Natural-language object grounding data:
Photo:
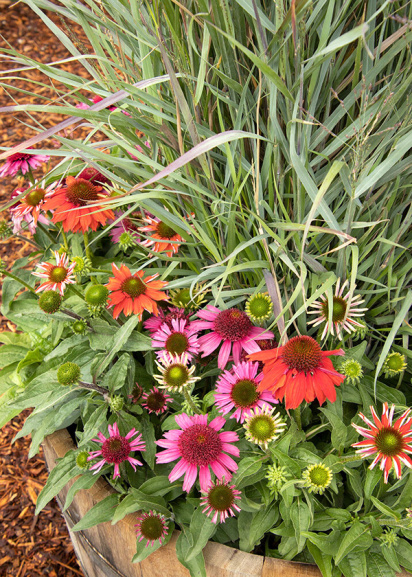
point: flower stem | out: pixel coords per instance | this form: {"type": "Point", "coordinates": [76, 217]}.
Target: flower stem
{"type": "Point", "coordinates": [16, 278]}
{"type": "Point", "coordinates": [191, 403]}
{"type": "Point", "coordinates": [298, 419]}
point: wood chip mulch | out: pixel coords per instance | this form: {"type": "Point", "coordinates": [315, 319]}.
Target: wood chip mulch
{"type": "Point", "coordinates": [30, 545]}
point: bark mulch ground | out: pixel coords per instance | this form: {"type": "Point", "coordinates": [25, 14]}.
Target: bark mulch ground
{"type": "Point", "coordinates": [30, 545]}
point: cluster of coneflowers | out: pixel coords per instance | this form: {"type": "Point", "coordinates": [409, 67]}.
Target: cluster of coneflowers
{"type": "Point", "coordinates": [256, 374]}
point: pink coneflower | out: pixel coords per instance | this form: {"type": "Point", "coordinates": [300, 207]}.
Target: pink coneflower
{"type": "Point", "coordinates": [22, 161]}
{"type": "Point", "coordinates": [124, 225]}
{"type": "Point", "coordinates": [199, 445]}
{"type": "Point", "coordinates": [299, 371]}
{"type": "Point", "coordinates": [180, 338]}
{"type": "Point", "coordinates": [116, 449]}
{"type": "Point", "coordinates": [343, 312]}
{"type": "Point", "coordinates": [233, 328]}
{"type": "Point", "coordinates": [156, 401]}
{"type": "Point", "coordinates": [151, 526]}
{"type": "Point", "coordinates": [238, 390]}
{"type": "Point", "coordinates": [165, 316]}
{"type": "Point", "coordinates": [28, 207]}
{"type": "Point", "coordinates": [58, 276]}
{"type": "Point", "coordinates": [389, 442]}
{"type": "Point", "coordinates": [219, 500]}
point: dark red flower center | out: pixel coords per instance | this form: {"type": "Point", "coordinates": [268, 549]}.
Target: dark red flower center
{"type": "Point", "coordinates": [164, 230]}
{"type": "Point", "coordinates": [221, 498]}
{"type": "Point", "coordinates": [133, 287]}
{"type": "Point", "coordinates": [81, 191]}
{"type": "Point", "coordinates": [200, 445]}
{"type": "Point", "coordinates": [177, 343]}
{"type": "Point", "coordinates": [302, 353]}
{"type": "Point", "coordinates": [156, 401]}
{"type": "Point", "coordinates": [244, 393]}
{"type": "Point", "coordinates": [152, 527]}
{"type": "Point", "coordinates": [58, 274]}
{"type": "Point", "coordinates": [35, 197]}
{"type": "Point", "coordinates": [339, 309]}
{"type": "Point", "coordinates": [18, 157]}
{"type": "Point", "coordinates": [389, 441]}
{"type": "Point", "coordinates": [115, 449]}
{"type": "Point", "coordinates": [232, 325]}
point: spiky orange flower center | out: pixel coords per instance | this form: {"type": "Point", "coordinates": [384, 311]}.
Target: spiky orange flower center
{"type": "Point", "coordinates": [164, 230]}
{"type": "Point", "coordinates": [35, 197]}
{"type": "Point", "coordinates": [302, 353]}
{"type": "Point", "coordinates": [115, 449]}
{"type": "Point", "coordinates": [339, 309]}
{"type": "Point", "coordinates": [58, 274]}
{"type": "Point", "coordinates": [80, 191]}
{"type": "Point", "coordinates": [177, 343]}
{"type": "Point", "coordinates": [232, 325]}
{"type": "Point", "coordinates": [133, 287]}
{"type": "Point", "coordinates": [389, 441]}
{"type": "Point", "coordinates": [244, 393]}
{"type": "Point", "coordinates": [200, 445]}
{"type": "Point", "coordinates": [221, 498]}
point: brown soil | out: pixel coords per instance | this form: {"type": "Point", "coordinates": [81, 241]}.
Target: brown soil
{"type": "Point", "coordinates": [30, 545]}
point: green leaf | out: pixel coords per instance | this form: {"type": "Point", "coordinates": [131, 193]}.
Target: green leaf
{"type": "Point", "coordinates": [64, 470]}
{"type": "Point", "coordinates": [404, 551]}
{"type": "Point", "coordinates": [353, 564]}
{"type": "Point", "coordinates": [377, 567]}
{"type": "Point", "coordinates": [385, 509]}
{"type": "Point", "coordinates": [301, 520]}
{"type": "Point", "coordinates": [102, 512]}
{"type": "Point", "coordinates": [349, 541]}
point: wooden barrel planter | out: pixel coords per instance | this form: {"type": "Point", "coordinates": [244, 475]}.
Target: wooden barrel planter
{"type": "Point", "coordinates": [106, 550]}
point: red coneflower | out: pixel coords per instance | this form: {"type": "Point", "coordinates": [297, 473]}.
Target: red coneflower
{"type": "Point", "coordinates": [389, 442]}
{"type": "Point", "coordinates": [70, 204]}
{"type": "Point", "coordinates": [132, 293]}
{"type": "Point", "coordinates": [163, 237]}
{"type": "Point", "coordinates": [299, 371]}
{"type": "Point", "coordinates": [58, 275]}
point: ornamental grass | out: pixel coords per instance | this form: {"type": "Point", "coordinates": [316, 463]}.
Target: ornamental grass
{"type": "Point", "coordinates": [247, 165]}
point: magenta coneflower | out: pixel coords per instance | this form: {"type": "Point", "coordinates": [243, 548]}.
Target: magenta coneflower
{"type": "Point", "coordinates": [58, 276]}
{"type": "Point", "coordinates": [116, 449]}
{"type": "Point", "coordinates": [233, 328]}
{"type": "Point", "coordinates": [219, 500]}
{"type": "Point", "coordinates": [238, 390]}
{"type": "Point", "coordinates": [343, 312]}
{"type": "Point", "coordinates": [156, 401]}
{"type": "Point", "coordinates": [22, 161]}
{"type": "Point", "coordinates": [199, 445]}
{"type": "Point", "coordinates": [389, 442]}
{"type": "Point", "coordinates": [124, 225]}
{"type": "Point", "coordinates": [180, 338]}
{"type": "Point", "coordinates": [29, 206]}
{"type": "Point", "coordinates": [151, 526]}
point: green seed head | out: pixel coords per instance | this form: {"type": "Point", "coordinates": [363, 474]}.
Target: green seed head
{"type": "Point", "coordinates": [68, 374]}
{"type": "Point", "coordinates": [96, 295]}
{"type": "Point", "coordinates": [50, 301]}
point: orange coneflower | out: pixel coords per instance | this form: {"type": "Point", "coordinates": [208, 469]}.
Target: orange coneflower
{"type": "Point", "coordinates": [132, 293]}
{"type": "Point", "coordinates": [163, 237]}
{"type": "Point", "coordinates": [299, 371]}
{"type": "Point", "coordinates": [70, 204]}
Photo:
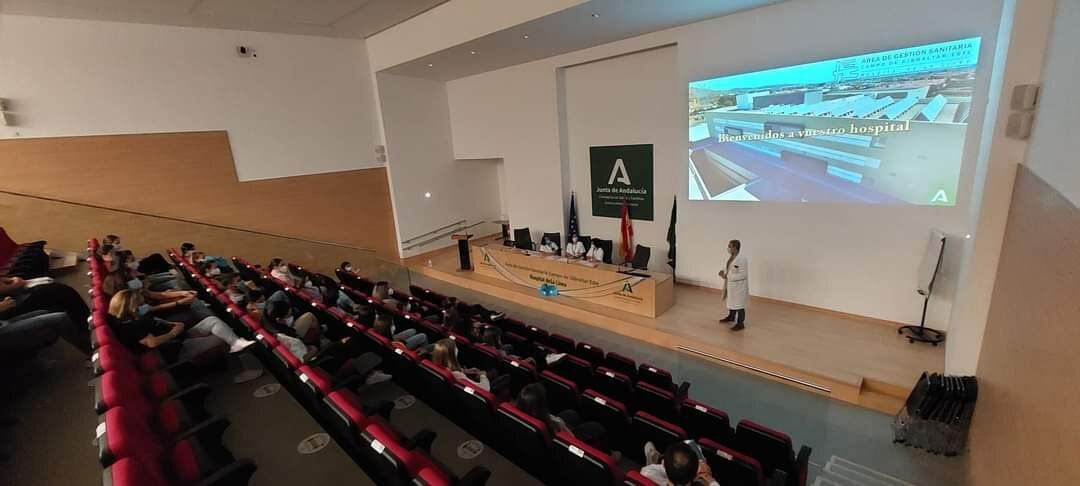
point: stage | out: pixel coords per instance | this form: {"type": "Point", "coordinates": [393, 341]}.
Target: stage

[ABOUT THIS TASK] Output the records above character for character, but leave each image out.

[RESULT OF THIS EXERCISE]
Photo:
point: flower stem | out: pixel coords per instance | this form: {"type": "Point", "coordinates": [76, 217]}.
Target: flower stem
{"type": "Point", "coordinates": [16, 278]}
{"type": "Point", "coordinates": [191, 403]}
{"type": "Point", "coordinates": [298, 419]}
point: wood chip mulch | out: pixel coords per instance | this form: {"type": "Point", "coordinates": [315, 319]}.
Target: wood chip mulch
{"type": "Point", "coordinates": [30, 545]}
point: bark mulch ground | out: pixel coords per instance | this form: {"type": "Point", "coordinates": [25, 14]}.
Target: bark mulch ground
{"type": "Point", "coordinates": [30, 545]}
point: cluster of coneflowers | out: pixel coords per instance | this form: {"type": "Point", "coordinates": [409, 67]}.
Target: cluster of coneflowers
{"type": "Point", "coordinates": [256, 374]}
point: pink coneflower | out: pixel coords per instance | this form: {"type": "Point", "coordinates": [300, 207]}.
Target: pink coneflower
{"type": "Point", "coordinates": [22, 161]}
{"type": "Point", "coordinates": [124, 225]}
{"type": "Point", "coordinates": [199, 445]}
{"type": "Point", "coordinates": [299, 371]}
{"type": "Point", "coordinates": [180, 338]}
{"type": "Point", "coordinates": [116, 449]}
{"type": "Point", "coordinates": [343, 312]}
{"type": "Point", "coordinates": [233, 328]}
{"type": "Point", "coordinates": [156, 401]}
{"type": "Point", "coordinates": [151, 526]}
{"type": "Point", "coordinates": [238, 390]}
{"type": "Point", "coordinates": [165, 316]}
{"type": "Point", "coordinates": [28, 207]}
{"type": "Point", "coordinates": [58, 276]}
{"type": "Point", "coordinates": [389, 442]}
{"type": "Point", "coordinates": [219, 500]}
point: dark red flower center | out: pixel coords per instance | this form: {"type": "Point", "coordinates": [268, 549]}.
Target: dark red flower center
{"type": "Point", "coordinates": [164, 230]}
{"type": "Point", "coordinates": [221, 498]}
{"type": "Point", "coordinates": [133, 287]}
{"type": "Point", "coordinates": [81, 191]}
{"type": "Point", "coordinates": [200, 445]}
{"type": "Point", "coordinates": [177, 343]}
{"type": "Point", "coordinates": [302, 353]}
{"type": "Point", "coordinates": [156, 401]}
{"type": "Point", "coordinates": [244, 393]}
{"type": "Point", "coordinates": [152, 527]}
{"type": "Point", "coordinates": [58, 274]}
{"type": "Point", "coordinates": [35, 197]}
{"type": "Point", "coordinates": [339, 309]}
{"type": "Point", "coordinates": [18, 157]}
{"type": "Point", "coordinates": [389, 441]}
{"type": "Point", "coordinates": [115, 449]}
{"type": "Point", "coordinates": [232, 325]}
point: spiky orange flower center | out: pixel coords per instance | this form: {"type": "Point", "coordinates": [384, 311]}.
Target: spiky orange flower center
{"type": "Point", "coordinates": [164, 230]}
{"type": "Point", "coordinates": [35, 197]}
{"type": "Point", "coordinates": [302, 353]}
{"type": "Point", "coordinates": [115, 449]}
{"type": "Point", "coordinates": [339, 309]}
{"type": "Point", "coordinates": [58, 274]}
{"type": "Point", "coordinates": [80, 191]}
{"type": "Point", "coordinates": [177, 343]}
{"type": "Point", "coordinates": [232, 325]}
{"type": "Point", "coordinates": [133, 287]}
{"type": "Point", "coordinates": [389, 441]}
{"type": "Point", "coordinates": [244, 393]}
{"type": "Point", "coordinates": [200, 445]}
{"type": "Point", "coordinates": [221, 498]}
point: brown soil | out: pixel coords per instance | this form: {"type": "Point", "coordinates": [81, 241]}.
Target: brown soil
{"type": "Point", "coordinates": [30, 545]}
point: green leaf | out: pixel coords per instance | this form: {"type": "Point", "coordinates": [131, 193]}.
Target: green leaf
{"type": "Point", "coordinates": [64, 470]}
{"type": "Point", "coordinates": [404, 551]}
{"type": "Point", "coordinates": [353, 564]}
{"type": "Point", "coordinates": [377, 567]}
{"type": "Point", "coordinates": [385, 509]}
{"type": "Point", "coordinates": [301, 520]}
{"type": "Point", "coordinates": [102, 512]}
{"type": "Point", "coordinates": [349, 541]}
point: wooden barrel planter | out: pixel coords per instance | this form: {"type": "Point", "coordinates": [244, 475]}.
Target: wooden barrel planter
{"type": "Point", "coordinates": [106, 550]}
point: red coneflower | out: pixel coords per instance | this form: {"type": "Point", "coordinates": [297, 473]}.
Target: red coneflower
{"type": "Point", "coordinates": [389, 442]}
{"type": "Point", "coordinates": [70, 204]}
{"type": "Point", "coordinates": [132, 293]}
{"type": "Point", "coordinates": [163, 237]}
{"type": "Point", "coordinates": [299, 371]}
{"type": "Point", "coordinates": [58, 275]}
point: ornamental grass | out: pixel coords per instance | this form: {"type": "Point", "coordinates": [316, 463]}.
Target: ornamental grass
{"type": "Point", "coordinates": [247, 165]}
point: magenta coneflower | out: pixel coords per instance | this form: {"type": "Point", "coordinates": [243, 548]}.
Target: magenta coneflower
{"type": "Point", "coordinates": [58, 276]}
{"type": "Point", "coordinates": [116, 449]}
{"type": "Point", "coordinates": [233, 328]}
{"type": "Point", "coordinates": [219, 500]}
{"type": "Point", "coordinates": [238, 390]}
{"type": "Point", "coordinates": [343, 312]}
{"type": "Point", "coordinates": [156, 401]}
{"type": "Point", "coordinates": [22, 161]}
{"type": "Point", "coordinates": [199, 445]}
{"type": "Point", "coordinates": [389, 442]}
{"type": "Point", "coordinates": [124, 225]}
{"type": "Point", "coordinates": [180, 338]}
{"type": "Point", "coordinates": [29, 206]}
{"type": "Point", "coordinates": [151, 526]}
point: green seed head | out: pixel coords per instance | this form: {"type": "Point", "coordinates": [363, 474]}.
Target: green seed head
{"type": "Point", "coordinates": [68, 374]}
{"type": "Point", "coordinates": [96, 295]}
{"type": "Point", "coordinates": [50, 301]}
point: orange coneflower | out: pixel coords per instance | this form: {"type": "Point", "coordinates": [208, 469]}.
Target: orange coneflower
{"type": "Point", "coordinates": [132, 293]}
{"type": "Point", "coordinates": [163, 237]}
{"type": "Point", "coordinates": [299, 371]}
{"type": "Point", "coordinates": [70, 204]}
Photo:
point: stage | out: pixel coords per instance | this form: {"type": "Point", "coordinates": [393, 341]}.
Target: stage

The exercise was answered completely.